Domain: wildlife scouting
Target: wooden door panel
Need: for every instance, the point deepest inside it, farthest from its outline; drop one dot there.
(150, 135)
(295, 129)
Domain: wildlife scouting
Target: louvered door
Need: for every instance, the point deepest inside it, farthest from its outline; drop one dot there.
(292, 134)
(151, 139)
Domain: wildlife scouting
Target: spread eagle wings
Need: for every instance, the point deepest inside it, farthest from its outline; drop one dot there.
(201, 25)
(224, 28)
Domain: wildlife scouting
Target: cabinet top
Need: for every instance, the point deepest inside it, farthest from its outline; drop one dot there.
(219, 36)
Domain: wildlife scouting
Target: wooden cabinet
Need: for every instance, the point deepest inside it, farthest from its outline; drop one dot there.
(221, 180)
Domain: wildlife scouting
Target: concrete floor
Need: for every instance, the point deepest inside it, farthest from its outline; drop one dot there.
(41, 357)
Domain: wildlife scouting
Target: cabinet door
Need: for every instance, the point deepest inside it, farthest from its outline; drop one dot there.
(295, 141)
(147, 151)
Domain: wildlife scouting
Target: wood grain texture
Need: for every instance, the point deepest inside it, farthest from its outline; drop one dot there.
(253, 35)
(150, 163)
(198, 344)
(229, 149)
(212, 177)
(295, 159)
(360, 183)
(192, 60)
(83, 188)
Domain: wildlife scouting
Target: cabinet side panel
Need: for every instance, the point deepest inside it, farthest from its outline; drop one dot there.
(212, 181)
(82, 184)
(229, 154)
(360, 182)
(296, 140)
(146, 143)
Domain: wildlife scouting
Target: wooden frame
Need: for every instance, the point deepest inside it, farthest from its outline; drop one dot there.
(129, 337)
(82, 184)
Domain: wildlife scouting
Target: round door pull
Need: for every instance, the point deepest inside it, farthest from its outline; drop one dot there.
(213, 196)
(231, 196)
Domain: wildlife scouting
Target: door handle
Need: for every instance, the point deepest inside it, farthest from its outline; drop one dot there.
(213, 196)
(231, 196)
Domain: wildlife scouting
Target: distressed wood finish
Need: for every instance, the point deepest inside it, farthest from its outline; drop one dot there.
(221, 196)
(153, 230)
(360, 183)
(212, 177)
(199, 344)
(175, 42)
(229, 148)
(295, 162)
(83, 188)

**WORK REQUIRED:** Please pull out each line from the material above that contains the word "door".

**ANSWER TO THE EXERCISE:**
Target: wooden door panel
Target: louvered door
Target: cabinet door
Target: round door pull
Target: door handle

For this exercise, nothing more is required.